# Problem requirements
Count the lines in the rows below that contain the string "Target", matching case exactly. Reply with the number only.
--- --- ---
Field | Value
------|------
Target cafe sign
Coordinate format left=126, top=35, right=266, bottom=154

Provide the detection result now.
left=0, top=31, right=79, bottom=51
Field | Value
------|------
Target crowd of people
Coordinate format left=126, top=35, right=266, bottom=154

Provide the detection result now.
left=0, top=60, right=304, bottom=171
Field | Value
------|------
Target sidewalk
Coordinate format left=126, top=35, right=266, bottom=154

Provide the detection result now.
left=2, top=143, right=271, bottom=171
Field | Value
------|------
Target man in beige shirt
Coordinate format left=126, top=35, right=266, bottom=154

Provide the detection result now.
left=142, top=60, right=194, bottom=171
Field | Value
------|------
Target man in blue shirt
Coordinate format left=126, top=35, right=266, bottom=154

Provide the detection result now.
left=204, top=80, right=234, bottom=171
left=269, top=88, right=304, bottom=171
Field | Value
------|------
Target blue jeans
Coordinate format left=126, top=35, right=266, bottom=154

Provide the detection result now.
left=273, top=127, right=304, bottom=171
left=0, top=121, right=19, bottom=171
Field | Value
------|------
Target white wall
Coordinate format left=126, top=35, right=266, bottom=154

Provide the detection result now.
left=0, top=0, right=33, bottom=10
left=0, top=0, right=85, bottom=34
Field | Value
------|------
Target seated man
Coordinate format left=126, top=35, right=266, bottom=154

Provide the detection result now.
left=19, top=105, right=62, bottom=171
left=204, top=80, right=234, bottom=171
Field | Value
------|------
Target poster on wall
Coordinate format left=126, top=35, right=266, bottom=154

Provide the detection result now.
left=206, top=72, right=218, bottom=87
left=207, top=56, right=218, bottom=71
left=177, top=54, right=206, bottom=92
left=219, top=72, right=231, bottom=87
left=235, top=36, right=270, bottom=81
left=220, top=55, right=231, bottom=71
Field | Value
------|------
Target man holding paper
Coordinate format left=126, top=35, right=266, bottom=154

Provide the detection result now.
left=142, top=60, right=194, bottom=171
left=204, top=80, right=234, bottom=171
--- --- ---
# Completed task
10